Enunciado 1 - Extrae del texto sobre la reflexión, sin alterar nada, el fragmento que arranca con las palabras "No sé si alguna" y concluye con "reflexión nuestra indecisión.".
Enunciado 2 - Enumera todas las acciones que, según el texto sobre la reflexión, podemos estar realizando mientras reflexionamos. Escribe cada verbo en la forma en que aparece.
Enunciado 3 - Traduce al inglés la oración "La reflexión debería sernos tan consustancial como la respiración.", tomada del texto sobre la reflexión.

:: Texto propuesto

No sé si alguna vez ya se lo he comentado. Si es
así, perdónenme que insista. La reflexión es uno de los pilares de la vida. Lo
es la que nos ayuda a tomar decisiones equilibradas, a evaluar los pros y los
contras de los acontecimientos, la que guía la prudencia para no dejarnos
llevar por el primer impulso. Es cierto, que hay momentos en los que el reflejo
es la mejor acción, son sólo situaciones
de urgencia, no cotidianas. Así mismo es verdad que pecamos de camuflar en
reflexión nuestra indecisión.
La reflexión debería sernos tan consustancial como
la respiración. De hecho, la podemos practicar en toda circunstancia. Mientras
caminamos o esperamos, mientras fregamos o planchamos, mientras bajamos o
subimos. ¿Lo hacemos? Menos de lo que
realmente podemos y debemos. La razón: llenamos de sonidos y ruidos nuestra
existencia. Ahí están los caminantes, los paseantes y los corredores con sus
cascos, los sedentes con sus televisores, sus ordenadores y sus móviles, todos
con nuestras prisas.

::::
:: Bloque de datos

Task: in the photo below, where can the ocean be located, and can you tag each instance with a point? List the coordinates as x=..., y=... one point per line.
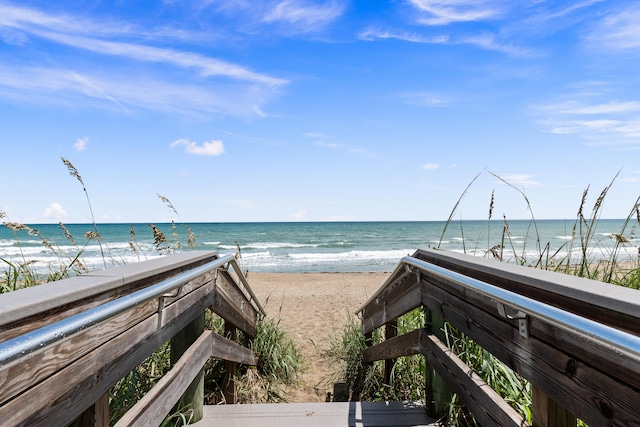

::::

Respuesta correcta 1 -
No sé si alguna vez ya se lo he comentado. Si es
así, perdónenme que insista. La reflexión es uno de los pilares de la vida. Lo
es la que nos ayuda a tomar decisiones equilibradas, a evaluar los pros y los
contras de los acontecimientos, la que guía la prudencia para no dejarnos
llevar por el primer impulso. Es cierto, que hay momentos en los que el reflejo
es la mejor acción, son sólo situaciones
de urgencia, no cotidianas. Así mismo es verdad que pecamos de camuflar en
reflexión nuestra indecisión.

Respuesta correcta 2 - caminamos, esperamos, fregamos, planchamos, bajamos, subimos

Respuesta correcta 3 - Reflection should be as intrinsic to us as breathing.